[[ Records for this exercise open ]]

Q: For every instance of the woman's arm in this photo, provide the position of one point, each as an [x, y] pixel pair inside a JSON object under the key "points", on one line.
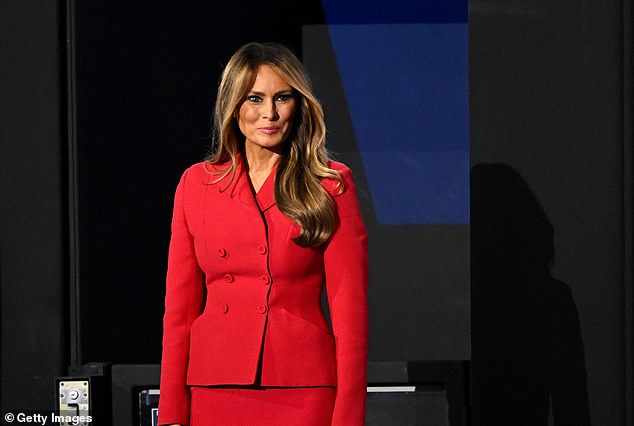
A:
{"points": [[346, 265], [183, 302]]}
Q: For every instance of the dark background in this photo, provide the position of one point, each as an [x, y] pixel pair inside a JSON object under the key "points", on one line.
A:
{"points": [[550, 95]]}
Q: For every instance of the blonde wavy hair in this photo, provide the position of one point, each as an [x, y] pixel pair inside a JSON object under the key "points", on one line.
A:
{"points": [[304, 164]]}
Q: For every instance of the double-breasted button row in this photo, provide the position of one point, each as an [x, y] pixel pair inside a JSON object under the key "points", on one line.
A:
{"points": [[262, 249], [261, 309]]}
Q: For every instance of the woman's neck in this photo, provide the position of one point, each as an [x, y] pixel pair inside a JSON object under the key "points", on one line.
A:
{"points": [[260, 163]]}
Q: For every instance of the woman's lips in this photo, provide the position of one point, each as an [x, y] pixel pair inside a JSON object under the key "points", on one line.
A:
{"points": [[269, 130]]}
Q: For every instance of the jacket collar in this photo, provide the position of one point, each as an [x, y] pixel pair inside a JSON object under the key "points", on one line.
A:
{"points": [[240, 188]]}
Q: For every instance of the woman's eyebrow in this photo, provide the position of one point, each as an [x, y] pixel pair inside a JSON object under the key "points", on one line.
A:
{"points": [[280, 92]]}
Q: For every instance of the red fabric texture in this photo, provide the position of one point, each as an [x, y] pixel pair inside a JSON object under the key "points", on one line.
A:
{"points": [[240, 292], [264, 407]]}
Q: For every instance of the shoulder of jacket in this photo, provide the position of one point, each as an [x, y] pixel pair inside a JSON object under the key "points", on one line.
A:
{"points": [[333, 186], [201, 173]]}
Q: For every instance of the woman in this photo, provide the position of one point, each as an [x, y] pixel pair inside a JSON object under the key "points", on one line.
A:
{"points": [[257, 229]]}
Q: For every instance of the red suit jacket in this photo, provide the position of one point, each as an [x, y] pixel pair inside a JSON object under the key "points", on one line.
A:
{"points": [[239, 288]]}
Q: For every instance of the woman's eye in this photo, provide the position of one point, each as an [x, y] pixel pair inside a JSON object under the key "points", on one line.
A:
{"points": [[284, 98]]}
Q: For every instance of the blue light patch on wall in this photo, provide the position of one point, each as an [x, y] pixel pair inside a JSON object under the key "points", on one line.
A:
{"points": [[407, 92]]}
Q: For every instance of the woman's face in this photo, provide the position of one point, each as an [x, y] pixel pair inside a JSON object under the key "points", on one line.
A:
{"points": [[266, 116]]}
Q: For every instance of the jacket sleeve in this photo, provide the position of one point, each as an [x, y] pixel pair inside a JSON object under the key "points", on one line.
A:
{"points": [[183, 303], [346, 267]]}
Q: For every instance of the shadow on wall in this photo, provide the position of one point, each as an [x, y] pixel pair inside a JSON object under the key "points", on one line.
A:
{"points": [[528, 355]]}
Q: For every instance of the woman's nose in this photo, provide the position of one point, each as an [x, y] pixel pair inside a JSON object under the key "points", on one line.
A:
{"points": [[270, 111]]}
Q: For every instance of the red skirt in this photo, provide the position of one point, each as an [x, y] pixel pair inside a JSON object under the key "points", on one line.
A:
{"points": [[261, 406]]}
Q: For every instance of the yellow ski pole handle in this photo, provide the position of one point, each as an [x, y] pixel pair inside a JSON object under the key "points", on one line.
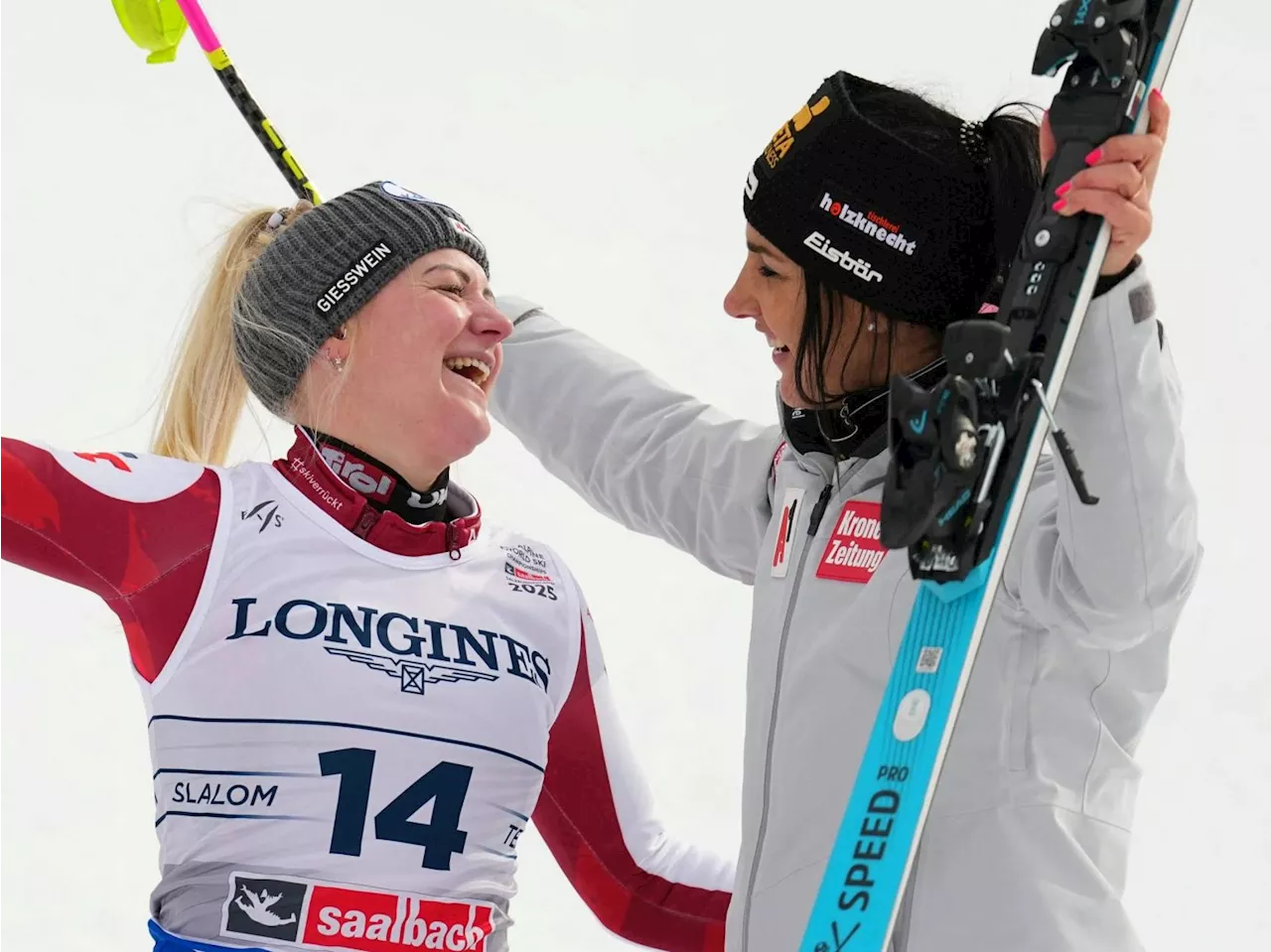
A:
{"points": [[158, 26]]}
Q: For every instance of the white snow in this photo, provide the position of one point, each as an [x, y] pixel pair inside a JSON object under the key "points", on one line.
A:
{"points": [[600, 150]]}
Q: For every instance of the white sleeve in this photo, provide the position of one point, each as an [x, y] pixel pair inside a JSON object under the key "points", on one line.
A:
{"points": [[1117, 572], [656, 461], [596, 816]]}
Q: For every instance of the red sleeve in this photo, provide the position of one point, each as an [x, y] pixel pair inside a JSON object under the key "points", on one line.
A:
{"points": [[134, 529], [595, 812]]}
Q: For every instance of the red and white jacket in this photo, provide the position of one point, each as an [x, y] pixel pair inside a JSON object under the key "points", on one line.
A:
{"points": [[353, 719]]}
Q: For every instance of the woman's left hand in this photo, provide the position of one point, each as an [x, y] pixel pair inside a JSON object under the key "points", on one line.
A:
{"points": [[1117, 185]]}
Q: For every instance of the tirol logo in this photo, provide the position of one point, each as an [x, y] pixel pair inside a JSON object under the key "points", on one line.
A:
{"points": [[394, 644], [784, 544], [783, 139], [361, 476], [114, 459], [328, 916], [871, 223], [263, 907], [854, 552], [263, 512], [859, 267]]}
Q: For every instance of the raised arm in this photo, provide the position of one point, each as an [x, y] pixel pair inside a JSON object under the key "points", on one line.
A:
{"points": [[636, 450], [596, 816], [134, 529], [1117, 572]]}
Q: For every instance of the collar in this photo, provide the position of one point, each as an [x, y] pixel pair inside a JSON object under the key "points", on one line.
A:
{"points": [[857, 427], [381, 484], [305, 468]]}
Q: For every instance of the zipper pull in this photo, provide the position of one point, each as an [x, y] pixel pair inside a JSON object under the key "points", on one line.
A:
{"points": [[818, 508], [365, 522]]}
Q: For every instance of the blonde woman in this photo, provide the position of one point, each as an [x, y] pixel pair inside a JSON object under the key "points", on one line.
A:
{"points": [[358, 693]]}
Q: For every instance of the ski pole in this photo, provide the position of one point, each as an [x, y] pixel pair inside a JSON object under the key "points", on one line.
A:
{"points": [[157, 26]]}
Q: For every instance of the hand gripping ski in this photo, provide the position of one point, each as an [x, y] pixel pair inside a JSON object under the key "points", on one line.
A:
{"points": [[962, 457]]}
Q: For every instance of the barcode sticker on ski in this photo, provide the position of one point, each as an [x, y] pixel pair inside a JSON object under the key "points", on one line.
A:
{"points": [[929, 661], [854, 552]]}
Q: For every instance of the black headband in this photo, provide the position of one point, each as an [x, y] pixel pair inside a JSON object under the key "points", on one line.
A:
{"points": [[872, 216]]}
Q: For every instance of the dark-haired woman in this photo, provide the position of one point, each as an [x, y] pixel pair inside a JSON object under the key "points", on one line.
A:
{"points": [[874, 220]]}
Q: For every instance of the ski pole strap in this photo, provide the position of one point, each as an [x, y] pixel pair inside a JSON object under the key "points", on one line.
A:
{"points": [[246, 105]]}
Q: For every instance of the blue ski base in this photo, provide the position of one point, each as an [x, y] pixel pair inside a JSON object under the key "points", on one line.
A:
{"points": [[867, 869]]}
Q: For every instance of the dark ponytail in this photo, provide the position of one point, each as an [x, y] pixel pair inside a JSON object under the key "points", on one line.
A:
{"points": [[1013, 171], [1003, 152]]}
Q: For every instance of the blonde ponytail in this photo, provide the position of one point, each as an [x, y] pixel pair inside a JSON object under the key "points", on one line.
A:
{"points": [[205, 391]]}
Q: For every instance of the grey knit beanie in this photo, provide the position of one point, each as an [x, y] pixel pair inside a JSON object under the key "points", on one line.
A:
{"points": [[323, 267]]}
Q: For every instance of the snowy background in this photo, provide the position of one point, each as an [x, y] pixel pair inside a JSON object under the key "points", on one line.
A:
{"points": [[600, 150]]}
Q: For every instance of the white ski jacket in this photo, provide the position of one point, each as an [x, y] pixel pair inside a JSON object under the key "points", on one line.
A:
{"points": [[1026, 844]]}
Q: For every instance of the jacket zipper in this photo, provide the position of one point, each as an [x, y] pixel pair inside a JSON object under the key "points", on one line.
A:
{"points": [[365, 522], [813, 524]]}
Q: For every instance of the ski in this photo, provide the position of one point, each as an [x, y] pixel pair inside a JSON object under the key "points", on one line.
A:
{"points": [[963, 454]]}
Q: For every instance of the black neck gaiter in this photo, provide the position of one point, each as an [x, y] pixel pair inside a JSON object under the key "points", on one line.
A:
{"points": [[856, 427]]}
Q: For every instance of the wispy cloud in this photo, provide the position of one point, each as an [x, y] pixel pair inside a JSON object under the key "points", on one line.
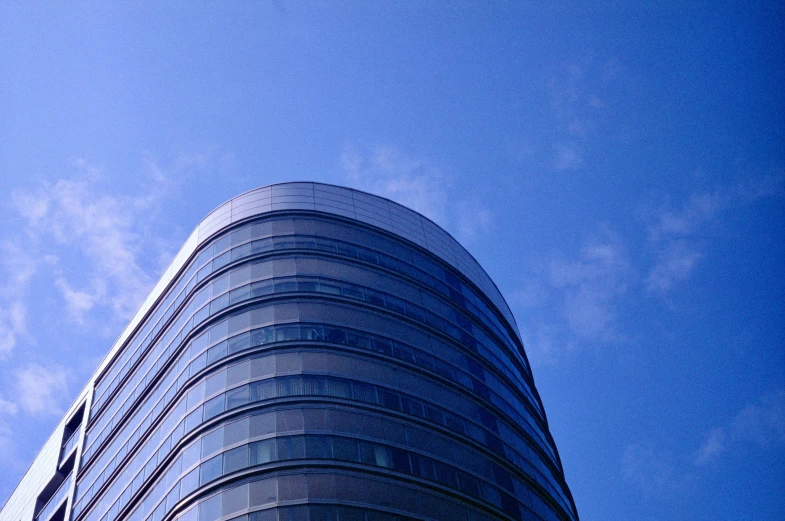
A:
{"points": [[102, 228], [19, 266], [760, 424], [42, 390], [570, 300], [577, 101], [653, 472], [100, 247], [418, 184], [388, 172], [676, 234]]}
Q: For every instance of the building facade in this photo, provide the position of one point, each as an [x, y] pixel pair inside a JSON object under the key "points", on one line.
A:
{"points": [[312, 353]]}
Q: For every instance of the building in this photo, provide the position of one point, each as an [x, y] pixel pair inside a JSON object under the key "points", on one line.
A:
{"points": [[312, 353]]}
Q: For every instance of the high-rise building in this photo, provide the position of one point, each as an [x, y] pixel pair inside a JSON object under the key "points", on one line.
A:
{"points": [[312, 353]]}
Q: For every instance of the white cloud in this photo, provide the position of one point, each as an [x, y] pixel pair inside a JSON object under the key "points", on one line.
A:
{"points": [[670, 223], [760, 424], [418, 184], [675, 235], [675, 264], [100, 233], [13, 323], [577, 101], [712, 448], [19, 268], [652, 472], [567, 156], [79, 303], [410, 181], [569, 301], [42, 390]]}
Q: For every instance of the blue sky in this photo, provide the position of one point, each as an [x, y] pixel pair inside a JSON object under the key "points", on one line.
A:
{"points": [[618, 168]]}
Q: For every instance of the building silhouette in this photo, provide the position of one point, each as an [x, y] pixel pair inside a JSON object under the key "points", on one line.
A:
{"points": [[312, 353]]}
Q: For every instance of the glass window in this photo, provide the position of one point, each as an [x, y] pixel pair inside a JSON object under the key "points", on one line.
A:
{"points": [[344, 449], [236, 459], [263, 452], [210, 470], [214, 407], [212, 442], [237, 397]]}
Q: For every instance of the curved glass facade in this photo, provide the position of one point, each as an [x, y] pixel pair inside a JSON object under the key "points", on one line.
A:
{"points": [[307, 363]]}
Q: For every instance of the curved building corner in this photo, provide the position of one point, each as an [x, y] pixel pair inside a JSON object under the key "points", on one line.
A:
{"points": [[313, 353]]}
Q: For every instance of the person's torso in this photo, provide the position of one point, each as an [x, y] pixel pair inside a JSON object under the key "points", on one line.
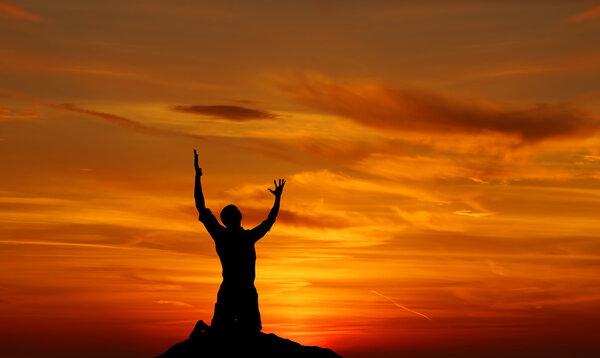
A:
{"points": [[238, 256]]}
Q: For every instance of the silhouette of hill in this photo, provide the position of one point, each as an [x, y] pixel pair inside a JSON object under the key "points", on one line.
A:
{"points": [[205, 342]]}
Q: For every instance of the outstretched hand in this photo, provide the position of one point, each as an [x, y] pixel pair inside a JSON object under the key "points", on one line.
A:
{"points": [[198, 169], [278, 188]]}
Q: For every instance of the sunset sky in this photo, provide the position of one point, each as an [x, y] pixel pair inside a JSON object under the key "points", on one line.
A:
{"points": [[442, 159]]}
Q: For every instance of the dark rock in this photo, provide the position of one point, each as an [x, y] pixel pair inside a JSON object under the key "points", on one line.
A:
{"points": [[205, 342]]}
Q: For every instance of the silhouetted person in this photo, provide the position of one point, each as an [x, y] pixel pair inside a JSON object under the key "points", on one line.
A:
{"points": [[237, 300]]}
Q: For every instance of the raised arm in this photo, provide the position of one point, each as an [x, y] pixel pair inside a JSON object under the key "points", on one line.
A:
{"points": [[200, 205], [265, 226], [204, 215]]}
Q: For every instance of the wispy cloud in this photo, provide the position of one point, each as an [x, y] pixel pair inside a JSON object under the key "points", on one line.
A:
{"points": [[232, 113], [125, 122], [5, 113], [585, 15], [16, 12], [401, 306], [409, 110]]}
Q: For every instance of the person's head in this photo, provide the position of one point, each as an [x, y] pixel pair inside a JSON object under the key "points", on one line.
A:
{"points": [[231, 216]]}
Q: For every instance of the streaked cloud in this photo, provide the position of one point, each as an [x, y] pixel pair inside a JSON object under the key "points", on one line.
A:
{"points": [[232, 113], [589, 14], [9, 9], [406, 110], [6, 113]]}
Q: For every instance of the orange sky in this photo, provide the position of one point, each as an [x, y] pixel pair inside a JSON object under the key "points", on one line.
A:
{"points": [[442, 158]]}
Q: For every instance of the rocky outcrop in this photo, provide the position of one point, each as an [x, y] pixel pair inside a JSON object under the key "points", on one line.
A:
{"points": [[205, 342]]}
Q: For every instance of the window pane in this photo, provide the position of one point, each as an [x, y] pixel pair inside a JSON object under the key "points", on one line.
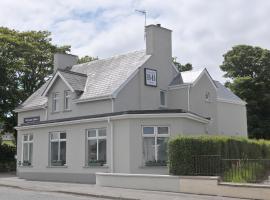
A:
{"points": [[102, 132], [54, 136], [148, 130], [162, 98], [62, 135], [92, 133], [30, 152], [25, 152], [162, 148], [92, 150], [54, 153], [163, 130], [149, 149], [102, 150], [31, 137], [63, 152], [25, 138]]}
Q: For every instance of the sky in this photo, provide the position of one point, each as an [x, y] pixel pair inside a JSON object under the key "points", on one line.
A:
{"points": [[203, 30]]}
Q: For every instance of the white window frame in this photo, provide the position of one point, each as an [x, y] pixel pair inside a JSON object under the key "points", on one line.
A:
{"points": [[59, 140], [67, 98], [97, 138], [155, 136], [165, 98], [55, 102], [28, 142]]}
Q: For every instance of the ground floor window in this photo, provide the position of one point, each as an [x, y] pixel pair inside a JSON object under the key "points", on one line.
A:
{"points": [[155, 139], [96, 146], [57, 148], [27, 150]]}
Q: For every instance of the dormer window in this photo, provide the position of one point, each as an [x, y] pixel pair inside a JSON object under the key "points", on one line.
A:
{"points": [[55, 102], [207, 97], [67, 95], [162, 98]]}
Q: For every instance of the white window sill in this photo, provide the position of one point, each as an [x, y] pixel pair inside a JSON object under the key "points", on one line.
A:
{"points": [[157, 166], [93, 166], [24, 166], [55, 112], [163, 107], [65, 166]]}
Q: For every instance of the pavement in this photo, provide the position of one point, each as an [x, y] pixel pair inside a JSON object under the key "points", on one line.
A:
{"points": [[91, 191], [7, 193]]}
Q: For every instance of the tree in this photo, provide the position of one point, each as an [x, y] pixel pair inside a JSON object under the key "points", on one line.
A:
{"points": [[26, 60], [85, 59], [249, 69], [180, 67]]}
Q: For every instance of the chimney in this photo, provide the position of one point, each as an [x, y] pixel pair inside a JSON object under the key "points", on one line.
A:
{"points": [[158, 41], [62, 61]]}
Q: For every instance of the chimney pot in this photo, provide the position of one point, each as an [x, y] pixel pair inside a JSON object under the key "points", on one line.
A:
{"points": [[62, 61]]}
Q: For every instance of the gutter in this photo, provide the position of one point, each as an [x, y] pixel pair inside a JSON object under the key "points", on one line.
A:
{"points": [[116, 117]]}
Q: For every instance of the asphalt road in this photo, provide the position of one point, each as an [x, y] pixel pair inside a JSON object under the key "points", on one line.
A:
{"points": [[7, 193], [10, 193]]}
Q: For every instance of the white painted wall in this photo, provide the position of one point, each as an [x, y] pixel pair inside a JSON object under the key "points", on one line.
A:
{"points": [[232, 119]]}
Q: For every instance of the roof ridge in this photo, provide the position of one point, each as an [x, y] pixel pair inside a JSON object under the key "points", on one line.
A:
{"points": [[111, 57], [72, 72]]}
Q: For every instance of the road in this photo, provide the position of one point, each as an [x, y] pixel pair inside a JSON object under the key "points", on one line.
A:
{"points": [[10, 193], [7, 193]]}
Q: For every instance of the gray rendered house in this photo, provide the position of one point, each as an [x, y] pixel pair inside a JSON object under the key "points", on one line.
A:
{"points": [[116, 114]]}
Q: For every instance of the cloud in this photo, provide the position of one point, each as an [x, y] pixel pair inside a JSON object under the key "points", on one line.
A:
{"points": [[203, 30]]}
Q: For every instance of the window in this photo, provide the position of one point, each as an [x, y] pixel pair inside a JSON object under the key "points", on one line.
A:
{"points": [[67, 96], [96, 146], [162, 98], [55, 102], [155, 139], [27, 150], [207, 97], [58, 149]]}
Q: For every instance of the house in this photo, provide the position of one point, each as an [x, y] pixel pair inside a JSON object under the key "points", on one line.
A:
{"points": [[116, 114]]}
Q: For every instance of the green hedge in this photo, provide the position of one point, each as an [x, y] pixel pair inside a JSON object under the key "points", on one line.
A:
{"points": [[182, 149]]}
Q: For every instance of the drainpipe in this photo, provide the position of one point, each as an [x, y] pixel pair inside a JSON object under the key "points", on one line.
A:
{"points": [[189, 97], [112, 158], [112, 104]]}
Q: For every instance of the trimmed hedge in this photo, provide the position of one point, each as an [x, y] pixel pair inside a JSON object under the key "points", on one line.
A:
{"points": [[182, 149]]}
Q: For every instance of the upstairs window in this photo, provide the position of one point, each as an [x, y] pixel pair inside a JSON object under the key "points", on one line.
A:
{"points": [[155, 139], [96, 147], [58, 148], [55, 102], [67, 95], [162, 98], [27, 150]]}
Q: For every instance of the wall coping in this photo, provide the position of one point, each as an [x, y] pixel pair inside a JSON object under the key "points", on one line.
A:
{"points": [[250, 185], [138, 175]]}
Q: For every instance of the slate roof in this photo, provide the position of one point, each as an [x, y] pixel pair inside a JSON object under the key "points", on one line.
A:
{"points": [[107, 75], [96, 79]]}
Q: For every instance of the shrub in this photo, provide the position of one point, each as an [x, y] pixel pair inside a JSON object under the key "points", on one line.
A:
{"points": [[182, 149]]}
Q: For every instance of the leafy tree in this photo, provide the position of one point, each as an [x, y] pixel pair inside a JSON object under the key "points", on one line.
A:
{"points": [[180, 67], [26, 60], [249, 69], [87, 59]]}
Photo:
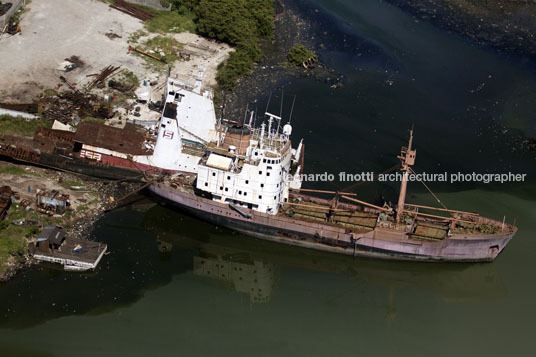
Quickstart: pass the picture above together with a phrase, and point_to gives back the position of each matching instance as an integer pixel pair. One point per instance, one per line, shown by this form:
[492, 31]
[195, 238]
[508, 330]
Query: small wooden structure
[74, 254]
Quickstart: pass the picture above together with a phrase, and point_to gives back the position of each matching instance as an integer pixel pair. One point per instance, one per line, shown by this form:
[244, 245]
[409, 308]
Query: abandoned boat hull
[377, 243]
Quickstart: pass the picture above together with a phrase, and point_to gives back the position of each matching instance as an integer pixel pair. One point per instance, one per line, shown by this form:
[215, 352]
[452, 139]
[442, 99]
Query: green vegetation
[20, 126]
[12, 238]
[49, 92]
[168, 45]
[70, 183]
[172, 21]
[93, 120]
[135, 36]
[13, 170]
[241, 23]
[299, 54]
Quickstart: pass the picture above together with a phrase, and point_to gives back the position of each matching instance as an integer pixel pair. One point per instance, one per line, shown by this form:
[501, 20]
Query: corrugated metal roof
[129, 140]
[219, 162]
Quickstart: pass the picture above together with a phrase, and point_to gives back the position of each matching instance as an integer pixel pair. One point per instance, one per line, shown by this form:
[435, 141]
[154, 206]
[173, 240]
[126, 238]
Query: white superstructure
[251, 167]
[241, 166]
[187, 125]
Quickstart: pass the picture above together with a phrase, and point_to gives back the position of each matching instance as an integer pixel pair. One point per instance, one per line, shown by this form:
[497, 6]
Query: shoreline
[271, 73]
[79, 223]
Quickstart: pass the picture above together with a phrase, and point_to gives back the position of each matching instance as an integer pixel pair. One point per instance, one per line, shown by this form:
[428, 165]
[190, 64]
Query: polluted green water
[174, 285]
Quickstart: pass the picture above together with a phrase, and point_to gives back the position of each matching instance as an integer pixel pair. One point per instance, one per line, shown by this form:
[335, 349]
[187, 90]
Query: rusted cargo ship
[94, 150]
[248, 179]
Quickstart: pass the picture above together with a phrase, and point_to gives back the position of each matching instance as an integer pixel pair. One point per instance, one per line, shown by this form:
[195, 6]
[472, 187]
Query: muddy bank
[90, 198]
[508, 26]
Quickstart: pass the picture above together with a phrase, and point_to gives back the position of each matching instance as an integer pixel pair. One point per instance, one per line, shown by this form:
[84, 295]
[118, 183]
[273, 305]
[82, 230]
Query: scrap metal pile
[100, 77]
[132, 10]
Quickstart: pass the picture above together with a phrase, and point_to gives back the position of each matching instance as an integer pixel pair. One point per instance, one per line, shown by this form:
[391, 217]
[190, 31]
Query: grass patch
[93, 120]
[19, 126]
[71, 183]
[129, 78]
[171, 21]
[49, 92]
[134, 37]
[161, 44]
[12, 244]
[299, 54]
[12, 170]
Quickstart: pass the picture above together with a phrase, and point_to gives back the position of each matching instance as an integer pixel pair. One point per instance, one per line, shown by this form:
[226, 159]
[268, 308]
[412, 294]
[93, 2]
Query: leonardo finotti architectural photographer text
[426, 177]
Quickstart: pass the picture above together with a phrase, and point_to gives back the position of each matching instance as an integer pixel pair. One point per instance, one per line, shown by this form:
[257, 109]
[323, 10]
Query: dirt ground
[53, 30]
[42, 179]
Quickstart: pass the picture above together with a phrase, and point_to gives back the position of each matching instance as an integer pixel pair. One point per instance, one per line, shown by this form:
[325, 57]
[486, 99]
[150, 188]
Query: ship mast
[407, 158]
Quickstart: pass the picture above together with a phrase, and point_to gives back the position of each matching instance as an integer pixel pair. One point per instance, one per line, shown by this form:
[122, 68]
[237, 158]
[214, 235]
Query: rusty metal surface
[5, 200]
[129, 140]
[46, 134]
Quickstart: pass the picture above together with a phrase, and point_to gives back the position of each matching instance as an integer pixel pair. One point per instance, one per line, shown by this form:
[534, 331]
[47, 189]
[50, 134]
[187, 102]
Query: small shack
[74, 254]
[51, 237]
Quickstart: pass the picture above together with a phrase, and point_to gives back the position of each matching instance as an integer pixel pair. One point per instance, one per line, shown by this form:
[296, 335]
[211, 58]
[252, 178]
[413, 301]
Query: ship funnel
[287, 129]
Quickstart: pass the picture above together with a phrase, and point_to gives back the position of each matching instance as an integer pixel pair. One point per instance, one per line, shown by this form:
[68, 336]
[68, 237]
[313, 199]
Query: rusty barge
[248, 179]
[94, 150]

[[ Records for this exercise closed ]]

→ **Work to be completed**: Number of lines above with the word "collar": supply it alone.

→ **Task response**: 2